- _TASK REQUIREMENTS_: From the passage on complex power series below, return the exact wording between "It is important" and "uniformly on $A$.", inclusive.

- _DOCUMENT SECTION_:
━━━━━━━━━━

Definition: Let $(a_n)_{n=0}^{\infty}$ be a sequence of complex numbers. The corresponding Complex Power Series centered at $z_0 \in \mathbb{C}$ is denoted $\displaystyle{S^{z_0}(z) = \sum_{n=0}^{\infty} a_n(z - z_0)^n}$.

It is important to note that $S^{z_0}(z)$ always converges at $z = z_0$.

We can immediately reformulate the extremely important Weierstrass M-test mentioned on the Sequences and Series of Complex Functions page to power series.

Theorem 1 (The Weierstrass M-Test for Complex Power Series): Consider the power series $\displaystyle{\sum_{n=0}^{\infty} a_n(z - z_0)^n}$. If there exists a sequence of nonnegative real numbers $(M_n)_{n=0}^{\infty}$ such that $\mid a_n(z - z_0)^n \mid \leq M_n$ for all $z \in A$ and for each $n \in \{ 0, 1, 2, ... \}$ and such that $\displaystyle{\sum_{n=0}^{\infty} M_n}$ converges then the power series $\displaystyle{\sum_{n=0}^{\infty} a_n(z_0)^n}$ converges uniformly on $A$.

For example, consider the following complex power series:

(1)

━━━━━━━━━━

- _DATASET SECTION_:
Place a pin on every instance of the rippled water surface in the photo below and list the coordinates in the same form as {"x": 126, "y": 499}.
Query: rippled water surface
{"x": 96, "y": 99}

━━━━━━━━━━

- _TASK OUTPUT_:
It is important to note that $S^{z_0}(z)$ always converges at $z = z_0$.

We can immediately reformulate the extremely important Weierstrass M-test mentioned on the Sequences and Series of Complex Functions page to power series.

Theorem 1 (The Weierstrass M-Test for Complex Power Series): Consider the power series $\displaystyle{\sum_{n=0}^{\infty} a_n(z - z_0)^n}$. If there exists a sequence of nonnegative real numbers $(M_n)_{n=0}^{\infty}$ such that $\mid a_n(z - z_0)^n \mid \leq M_n$ for all $z \in A$ and for each $n \in \{ 0, 1, 2, ... \}$ and such that $\displaystyle{\sum_{n=0}^{\infty} M_n}$ converges then the power series $\displaystyle{\sum_{n=0}^{\infty} a_n(z_0)^n}$ converges uniformly on $A$.